### EXERCISE
Extract the stretch of material from its beginning through the line containing "[[165, 177], [332, 179], [151, 179]]", both ends included, and reproduce each line exactly. Leave the pictures out of your answer.
══ INFORMATION SHOWN
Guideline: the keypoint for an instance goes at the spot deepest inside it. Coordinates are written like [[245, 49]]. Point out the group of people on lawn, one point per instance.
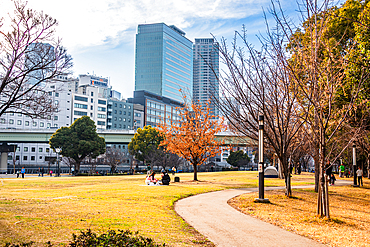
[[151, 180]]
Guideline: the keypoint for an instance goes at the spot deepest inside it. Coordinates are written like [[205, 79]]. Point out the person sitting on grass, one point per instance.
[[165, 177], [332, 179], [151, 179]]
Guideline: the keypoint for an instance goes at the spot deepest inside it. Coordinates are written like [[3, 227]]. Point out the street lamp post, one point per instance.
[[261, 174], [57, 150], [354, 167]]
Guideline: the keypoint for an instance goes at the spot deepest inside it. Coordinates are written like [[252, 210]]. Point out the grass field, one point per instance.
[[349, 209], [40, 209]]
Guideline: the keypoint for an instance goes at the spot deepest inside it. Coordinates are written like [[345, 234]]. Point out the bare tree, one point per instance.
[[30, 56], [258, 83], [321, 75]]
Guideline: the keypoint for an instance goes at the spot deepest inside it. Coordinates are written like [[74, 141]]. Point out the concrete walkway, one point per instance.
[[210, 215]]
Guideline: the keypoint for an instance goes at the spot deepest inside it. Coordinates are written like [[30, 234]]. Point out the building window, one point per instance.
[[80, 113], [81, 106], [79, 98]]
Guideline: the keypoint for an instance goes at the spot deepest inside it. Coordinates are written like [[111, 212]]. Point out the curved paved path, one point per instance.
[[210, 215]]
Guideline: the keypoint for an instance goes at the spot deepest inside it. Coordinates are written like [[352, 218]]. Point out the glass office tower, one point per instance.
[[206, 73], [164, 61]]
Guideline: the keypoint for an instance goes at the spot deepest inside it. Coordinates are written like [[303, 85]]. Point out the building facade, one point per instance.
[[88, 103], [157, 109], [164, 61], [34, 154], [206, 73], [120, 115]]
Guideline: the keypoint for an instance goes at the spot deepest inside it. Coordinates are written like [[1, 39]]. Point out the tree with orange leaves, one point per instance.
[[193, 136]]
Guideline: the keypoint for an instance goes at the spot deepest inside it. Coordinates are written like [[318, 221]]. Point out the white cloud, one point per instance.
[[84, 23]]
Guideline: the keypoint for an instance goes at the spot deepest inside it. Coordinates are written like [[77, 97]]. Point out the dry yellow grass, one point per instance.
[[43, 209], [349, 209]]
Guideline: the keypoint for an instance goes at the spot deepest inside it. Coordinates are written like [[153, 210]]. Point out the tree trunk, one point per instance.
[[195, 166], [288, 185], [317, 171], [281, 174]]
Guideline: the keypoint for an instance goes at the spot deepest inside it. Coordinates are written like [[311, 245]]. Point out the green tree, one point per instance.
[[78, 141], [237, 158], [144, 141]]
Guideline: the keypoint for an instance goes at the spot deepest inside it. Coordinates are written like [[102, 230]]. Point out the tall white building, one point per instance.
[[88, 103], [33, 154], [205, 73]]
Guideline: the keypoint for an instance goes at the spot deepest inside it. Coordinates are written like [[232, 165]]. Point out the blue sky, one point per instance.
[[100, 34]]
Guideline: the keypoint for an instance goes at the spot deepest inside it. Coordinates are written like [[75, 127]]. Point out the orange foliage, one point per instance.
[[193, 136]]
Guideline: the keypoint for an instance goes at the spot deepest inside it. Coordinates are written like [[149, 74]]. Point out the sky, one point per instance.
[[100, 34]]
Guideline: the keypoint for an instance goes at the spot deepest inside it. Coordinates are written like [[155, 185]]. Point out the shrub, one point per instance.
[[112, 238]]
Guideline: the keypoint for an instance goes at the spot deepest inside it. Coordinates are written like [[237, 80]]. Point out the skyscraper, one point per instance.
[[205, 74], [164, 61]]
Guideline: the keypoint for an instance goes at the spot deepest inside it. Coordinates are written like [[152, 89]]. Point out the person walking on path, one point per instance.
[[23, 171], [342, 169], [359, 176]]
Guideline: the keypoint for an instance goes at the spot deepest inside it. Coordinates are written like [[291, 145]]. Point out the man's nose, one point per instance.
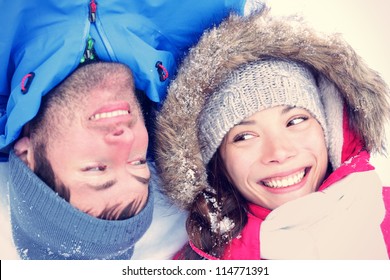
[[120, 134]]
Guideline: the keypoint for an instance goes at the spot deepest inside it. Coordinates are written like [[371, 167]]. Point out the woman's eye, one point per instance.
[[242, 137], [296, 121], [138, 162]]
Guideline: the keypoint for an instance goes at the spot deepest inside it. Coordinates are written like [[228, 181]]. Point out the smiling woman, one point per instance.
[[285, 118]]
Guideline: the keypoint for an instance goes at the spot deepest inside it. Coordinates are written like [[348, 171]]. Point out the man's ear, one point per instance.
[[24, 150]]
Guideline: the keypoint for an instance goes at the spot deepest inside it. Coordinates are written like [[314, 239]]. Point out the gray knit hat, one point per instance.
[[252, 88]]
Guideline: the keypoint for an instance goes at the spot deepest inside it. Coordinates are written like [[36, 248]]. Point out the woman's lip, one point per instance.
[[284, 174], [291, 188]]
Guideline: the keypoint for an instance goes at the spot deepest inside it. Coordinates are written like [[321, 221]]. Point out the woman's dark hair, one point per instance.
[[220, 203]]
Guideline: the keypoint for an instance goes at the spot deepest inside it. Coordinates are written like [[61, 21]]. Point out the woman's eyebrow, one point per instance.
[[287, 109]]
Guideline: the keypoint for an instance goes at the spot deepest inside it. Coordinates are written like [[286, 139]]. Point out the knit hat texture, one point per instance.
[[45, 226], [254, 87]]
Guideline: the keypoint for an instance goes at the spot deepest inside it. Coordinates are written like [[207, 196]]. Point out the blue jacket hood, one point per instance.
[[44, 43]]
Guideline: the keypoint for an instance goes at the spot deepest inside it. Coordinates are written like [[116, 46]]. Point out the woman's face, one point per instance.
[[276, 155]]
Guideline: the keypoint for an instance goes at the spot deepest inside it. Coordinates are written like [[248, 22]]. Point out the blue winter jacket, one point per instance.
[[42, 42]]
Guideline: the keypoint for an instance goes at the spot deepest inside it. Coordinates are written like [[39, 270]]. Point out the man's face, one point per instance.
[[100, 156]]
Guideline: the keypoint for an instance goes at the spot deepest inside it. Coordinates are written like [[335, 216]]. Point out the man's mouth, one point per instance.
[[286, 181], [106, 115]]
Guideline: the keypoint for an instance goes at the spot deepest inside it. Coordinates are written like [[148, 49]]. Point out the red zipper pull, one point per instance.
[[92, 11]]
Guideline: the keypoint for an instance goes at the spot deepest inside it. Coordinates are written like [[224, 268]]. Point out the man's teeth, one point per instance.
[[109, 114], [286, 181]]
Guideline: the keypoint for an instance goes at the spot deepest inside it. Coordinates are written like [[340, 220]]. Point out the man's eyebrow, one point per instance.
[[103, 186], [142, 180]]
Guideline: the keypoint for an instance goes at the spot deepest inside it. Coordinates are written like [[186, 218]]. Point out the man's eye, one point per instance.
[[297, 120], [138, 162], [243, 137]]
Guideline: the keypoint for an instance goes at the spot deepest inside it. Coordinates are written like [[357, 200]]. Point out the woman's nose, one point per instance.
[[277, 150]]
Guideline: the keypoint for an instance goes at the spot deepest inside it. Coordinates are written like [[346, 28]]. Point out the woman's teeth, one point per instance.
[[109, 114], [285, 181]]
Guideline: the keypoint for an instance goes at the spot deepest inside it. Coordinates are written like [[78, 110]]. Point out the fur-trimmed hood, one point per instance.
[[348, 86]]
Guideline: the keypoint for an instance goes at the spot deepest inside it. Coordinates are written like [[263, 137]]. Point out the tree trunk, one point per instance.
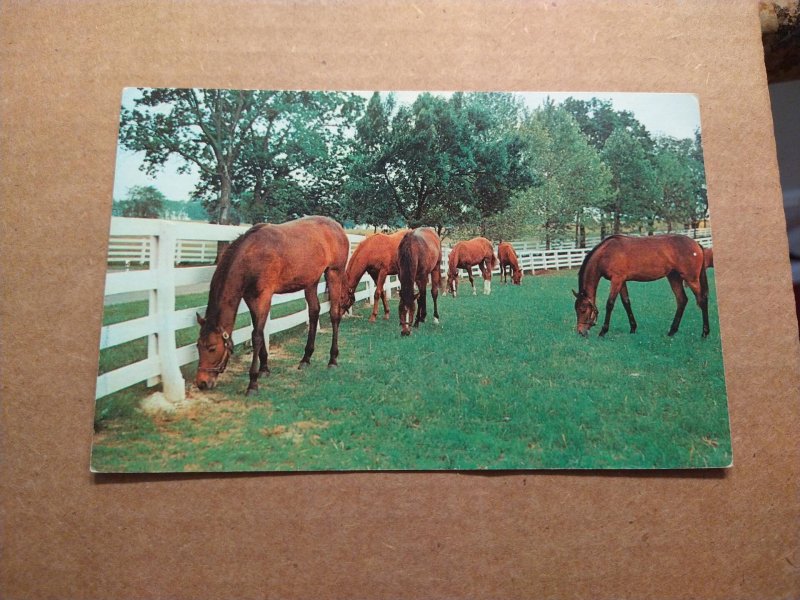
════
### RESPONSE TO THE TASK
Guideline: the keypoint for an instance goes at the spot deepest inside it. Coordinates are written like [[245, 49]]. Point out the group of people on lawn, one point per instance.
[[151, 180]]
Guideline: the keypoint for an instance goes at the spot deepest inside it. Coordinates are written like [[205, 79]]. Point out the person sitting on grass, one point per instance.
[[165, 177], [332, 179], [151, 179]]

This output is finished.